### Source text

════════════════════

That’s how crucifixion works. The crucified don’t die from the trauma of their wounds, but from suffocation. Like countless others executed, murdered, suffocated under the weight of the cross of the Roman empire, Jesus had to push his slumping body upward in order to force air into his lungs. Exhausted by the torturous ordeal, Jesus could rise no more. He took his last breath, gave up his spirit, and died while soldiers stood by and a crowd watched. We know this from the story told in the gospels.

George Floyd couldn’t breathe. Like countless others – recall Eric Garner’s dying litany “I can’t breathe. I can’t breathe.” – George Floyd was executed, murdered, suffocated under the weight of the bended knee of the American police state while officers stood by and a crowd watched. We know this from the video shared on social media.

These murders of Jesus and of George Floyd, and of all the lynched who were killed in between, were carried out with impunity. Because the murderers knew that punishment was unlikely because the state sanctioned their acts, they knew they could kill even when there were witnesses and the evidence of their crimes seemed obvious.

And these murders, these lynchings, were meant to send a signal: to use power to intimidate and terrorize those thought to be powerless, and to stamp out and suffocate rebellion and revolution.

This was not unique to First Century Palestine, nor is it unique to Twenty-First Century America. These murders, and their terrorizing effects, are historical and global sins of mortal magnitude.

Now to be clear, there is one significant difference between Jesus’s death and George Floyd’s. Jesus is the Son of God and his death was the atoning sacrifice for our sins. George Floyd’s death is a senseless sin for which his murderer must atone.

That difference notwithstanding, my claim, based on Christian teaching, is this: Because only God has the power to give us breath, only God has the power to take away our breath. Anything else is a usurpation of God’s power; anything else is idolatry, anything else is murder.

════════════════════

### Extracted entries
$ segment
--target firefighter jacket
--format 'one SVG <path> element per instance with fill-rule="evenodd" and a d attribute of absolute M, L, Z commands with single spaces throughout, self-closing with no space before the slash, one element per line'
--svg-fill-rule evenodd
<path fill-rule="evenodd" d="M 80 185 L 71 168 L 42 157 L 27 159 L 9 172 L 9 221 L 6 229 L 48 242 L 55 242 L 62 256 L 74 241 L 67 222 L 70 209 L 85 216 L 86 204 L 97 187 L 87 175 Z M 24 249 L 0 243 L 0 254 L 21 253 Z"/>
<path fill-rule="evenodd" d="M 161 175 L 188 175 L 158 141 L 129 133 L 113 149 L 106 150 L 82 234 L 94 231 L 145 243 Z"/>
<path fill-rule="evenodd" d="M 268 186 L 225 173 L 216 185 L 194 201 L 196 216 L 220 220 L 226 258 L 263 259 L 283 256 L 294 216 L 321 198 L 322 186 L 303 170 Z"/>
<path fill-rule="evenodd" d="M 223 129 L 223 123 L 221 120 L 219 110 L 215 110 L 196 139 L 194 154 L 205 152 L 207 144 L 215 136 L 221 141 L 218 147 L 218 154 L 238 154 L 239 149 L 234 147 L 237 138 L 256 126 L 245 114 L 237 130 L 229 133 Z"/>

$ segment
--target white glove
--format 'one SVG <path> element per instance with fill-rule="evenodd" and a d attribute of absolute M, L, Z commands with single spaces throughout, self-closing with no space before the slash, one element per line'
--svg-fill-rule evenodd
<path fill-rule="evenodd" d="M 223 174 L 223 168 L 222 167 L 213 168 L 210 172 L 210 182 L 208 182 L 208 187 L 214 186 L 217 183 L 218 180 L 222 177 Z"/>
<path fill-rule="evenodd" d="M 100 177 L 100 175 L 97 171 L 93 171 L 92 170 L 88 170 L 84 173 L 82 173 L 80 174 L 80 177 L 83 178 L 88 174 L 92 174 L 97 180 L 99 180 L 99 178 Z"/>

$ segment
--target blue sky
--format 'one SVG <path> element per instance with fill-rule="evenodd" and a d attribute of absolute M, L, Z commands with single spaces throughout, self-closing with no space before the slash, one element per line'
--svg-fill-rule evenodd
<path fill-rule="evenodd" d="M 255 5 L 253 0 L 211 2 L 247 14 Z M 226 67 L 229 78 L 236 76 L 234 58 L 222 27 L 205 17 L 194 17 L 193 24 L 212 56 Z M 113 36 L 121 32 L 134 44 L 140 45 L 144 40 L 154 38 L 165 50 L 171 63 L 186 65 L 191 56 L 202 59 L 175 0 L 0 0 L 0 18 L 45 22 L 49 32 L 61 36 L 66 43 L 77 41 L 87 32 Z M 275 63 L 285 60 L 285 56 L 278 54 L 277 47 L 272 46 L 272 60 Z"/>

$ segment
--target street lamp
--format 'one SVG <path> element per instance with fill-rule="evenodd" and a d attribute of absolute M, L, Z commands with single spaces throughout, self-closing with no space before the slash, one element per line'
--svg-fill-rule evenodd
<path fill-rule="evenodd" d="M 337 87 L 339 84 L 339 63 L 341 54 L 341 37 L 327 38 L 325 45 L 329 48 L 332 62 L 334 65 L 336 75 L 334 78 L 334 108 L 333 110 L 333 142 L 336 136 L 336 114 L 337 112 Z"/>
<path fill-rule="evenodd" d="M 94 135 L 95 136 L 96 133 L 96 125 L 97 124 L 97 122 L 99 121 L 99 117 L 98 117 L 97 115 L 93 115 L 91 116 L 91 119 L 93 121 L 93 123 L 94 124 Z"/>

════════════════════

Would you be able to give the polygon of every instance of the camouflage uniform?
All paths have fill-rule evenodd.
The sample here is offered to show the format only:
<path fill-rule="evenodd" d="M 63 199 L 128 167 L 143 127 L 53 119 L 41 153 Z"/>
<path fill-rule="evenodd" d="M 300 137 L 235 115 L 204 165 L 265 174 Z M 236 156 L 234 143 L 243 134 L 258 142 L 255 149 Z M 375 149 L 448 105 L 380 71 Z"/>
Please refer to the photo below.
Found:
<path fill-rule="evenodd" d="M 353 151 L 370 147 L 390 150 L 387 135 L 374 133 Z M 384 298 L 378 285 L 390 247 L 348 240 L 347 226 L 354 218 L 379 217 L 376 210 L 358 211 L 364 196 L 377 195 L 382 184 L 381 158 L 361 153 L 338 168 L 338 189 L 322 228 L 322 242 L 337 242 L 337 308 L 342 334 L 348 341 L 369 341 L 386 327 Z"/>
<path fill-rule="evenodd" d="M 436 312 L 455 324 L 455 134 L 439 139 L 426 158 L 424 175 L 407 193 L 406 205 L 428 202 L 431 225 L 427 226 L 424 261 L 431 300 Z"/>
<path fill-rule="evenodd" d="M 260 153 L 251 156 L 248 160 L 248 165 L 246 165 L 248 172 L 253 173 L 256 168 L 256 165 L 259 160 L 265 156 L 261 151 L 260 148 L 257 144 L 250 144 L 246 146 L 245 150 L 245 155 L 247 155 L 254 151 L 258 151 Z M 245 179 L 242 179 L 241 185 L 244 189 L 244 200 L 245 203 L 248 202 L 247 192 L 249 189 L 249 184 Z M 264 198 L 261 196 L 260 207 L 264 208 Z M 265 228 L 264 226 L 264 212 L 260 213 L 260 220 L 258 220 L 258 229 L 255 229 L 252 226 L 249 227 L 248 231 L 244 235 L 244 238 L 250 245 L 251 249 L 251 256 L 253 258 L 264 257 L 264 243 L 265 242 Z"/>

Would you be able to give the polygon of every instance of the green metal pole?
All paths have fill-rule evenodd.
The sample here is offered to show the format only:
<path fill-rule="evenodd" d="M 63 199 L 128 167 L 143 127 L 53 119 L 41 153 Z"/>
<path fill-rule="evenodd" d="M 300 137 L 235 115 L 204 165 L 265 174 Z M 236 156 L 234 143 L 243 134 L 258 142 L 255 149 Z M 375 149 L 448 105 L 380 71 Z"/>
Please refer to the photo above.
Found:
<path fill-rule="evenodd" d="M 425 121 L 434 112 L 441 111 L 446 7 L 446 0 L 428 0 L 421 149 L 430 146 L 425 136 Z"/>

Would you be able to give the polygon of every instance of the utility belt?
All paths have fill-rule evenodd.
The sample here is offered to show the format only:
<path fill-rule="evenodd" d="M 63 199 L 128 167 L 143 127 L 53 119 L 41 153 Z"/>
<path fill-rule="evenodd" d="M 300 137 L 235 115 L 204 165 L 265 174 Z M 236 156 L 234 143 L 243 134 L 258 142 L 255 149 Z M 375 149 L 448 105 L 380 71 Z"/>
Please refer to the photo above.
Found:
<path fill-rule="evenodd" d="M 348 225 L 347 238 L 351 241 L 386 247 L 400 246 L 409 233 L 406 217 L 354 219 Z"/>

════════════════════

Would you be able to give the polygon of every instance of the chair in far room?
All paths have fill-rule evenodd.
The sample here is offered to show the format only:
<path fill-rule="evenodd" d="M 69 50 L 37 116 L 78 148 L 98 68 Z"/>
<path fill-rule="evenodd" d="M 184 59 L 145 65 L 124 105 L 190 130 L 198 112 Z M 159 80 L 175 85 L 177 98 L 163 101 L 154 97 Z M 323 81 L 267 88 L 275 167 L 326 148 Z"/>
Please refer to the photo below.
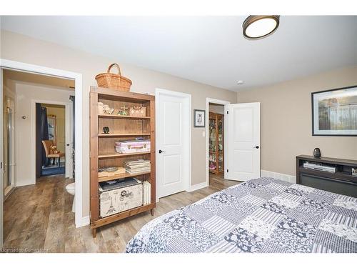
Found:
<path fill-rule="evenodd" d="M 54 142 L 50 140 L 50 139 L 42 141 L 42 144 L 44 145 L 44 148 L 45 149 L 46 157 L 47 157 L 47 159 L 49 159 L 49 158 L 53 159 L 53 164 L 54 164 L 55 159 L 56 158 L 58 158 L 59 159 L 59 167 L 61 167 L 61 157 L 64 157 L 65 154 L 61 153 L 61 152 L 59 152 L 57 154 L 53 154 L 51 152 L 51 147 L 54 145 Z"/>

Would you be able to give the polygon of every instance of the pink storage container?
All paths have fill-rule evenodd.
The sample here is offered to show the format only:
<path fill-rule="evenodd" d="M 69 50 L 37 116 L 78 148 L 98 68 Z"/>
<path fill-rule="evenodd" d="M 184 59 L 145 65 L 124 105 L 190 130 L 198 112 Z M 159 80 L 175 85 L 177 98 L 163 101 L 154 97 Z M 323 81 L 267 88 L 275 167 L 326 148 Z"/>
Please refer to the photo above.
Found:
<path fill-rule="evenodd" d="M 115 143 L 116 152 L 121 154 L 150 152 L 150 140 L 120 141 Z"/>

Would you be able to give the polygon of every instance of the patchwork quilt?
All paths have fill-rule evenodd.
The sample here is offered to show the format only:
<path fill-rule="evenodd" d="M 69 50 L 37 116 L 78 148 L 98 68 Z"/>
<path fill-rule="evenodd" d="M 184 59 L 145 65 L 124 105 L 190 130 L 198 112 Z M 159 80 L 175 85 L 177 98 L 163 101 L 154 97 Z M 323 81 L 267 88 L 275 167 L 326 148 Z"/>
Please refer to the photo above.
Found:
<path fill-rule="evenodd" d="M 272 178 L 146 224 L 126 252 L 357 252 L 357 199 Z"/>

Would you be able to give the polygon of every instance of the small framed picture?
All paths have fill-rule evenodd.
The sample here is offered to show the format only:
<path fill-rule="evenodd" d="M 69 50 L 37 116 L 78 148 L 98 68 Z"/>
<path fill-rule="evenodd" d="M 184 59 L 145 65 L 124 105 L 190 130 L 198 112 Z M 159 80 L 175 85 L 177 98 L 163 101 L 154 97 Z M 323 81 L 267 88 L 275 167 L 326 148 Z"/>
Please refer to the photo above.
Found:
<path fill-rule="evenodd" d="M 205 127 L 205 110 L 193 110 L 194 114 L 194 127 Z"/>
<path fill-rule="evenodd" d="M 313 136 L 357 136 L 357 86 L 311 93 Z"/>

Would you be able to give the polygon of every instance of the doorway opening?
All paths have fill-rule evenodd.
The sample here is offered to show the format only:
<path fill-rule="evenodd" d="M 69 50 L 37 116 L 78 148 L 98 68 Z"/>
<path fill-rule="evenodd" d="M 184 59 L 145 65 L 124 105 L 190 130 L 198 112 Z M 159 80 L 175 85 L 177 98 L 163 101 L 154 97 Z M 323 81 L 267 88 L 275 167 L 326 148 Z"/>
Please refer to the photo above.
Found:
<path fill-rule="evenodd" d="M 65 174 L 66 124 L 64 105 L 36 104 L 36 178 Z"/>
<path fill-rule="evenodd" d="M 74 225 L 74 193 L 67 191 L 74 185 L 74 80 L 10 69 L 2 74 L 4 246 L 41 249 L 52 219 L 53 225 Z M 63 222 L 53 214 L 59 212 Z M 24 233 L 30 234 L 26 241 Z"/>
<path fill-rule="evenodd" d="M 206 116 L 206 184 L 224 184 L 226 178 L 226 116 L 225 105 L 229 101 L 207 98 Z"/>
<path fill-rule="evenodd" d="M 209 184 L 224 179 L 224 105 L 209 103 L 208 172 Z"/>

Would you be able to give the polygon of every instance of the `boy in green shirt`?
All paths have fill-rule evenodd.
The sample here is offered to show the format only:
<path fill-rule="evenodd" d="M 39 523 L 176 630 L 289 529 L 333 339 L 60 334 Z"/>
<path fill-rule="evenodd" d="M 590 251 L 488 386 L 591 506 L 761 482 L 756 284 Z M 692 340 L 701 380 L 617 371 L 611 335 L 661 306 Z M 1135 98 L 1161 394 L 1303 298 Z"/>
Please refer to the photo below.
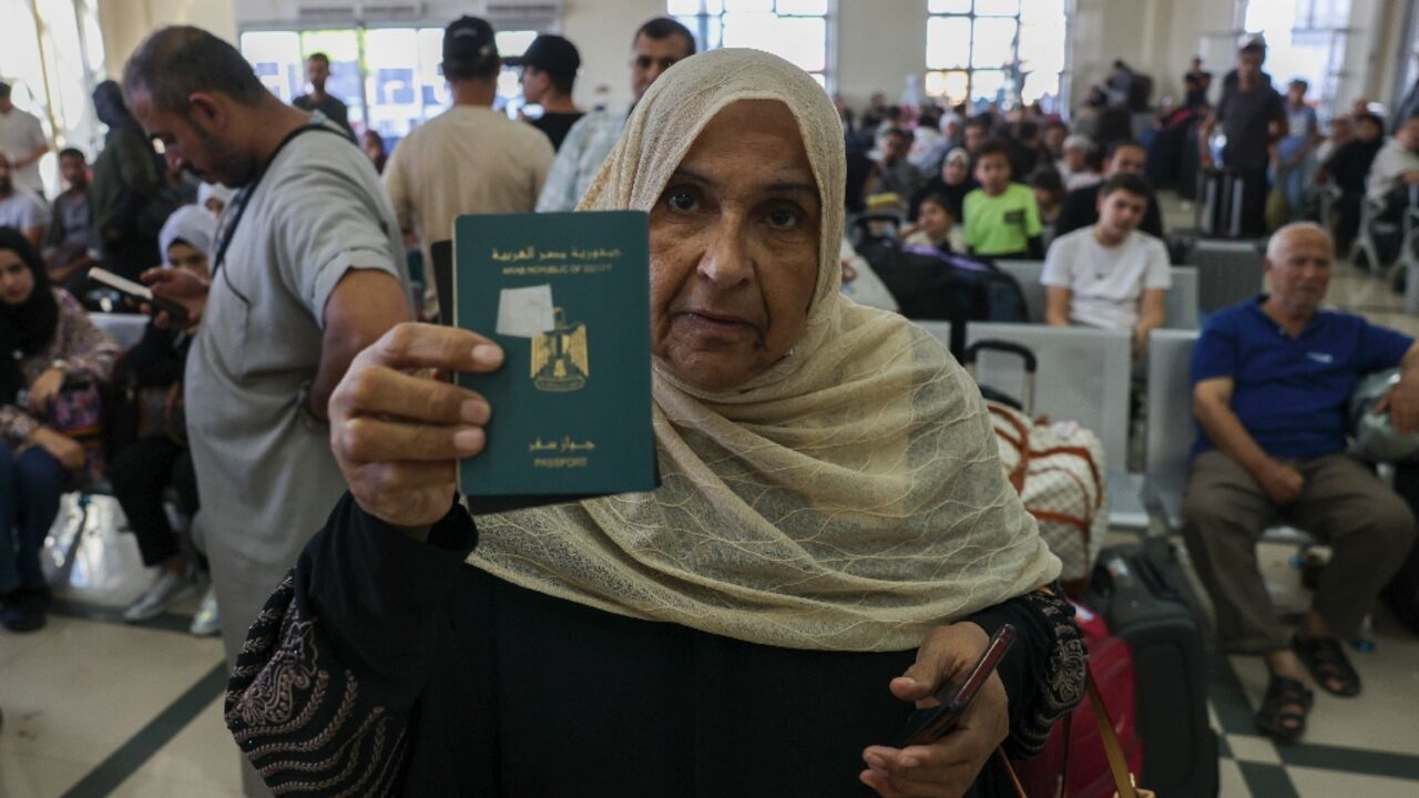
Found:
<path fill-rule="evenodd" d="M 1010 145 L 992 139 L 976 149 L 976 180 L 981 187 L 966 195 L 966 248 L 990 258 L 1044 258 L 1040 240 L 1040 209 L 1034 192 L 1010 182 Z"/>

════════════════════

### To do
1: Decide whether each statement agrees with the passage on Jesus and George Floyd, and for each one give yes or no along with the exact words from the passage that settle it. (a) The crucified die from the trauma of their wounds. (b) The account of George Floyd's death is known from a video shared on social media. (c) Such killings are described as unique to Twenty-First Century America.
2: In the passage on Jesus and George Floyd, whose dying litany is recalled?
3: Carry the passage on Jesus and George Floyd forward from its final sentence.
The listing has no connection to the passage on Jesus and George Floyd.

### Set of answers
1:
(a) No: "The crucified don’t die from the trauma of their wounds, but from suffocation."
(b) Yes: "We know this from the video shared on social media."
(c) No: "nor is it unique to Twenty-First Century America."

2: Eric Garner's.

3:
For the psalmist today says, “You take away their breath, and they die and return to their dust. You send forth your Spirit, and they are created” (Psalm 104:30b-31a).

This is the same Spirit that Genesis says was the breath that “swept over the face of the waters” on the first day of creation (Genesis 1:2b).

This is same Spirit that Ezekiel prophesied to the dry bones, saying God will “put breath in you, and you shall live” (Ezekiel 37:6b).

This is the same Spirit, the same mighty breath of wind, the same God the Holy Spirit, that we celebrate on Pentecost Sunday, and, in case you hadn’t noticed, there’s a lot of breath, a lot of God the Holy Spirit in today’s Pentecost readings.

There’s the prophesying breath of God the Holy Spirit sent to the seventy in the tent and the two in the camp in the reading from the Book of Numbers (11:24-30).

There’s the powerful breath of God the Holy Spirit sent to Jesus’s disciples and his mother in the upper room in the reading from the Acts of the Apostles (2:1-4).

And there’s the peaceful breath of God the Holy Spirit sent from Jesus to the disciples hiding behind locked doors on Resurrection Day in the reading from St. John’s gospel (20:19-23).

All this is the breath of the Trinitarian God, which is the Holy Spirit of prophecy and power and peace. It is the Holy Spirit of liberation and life and love.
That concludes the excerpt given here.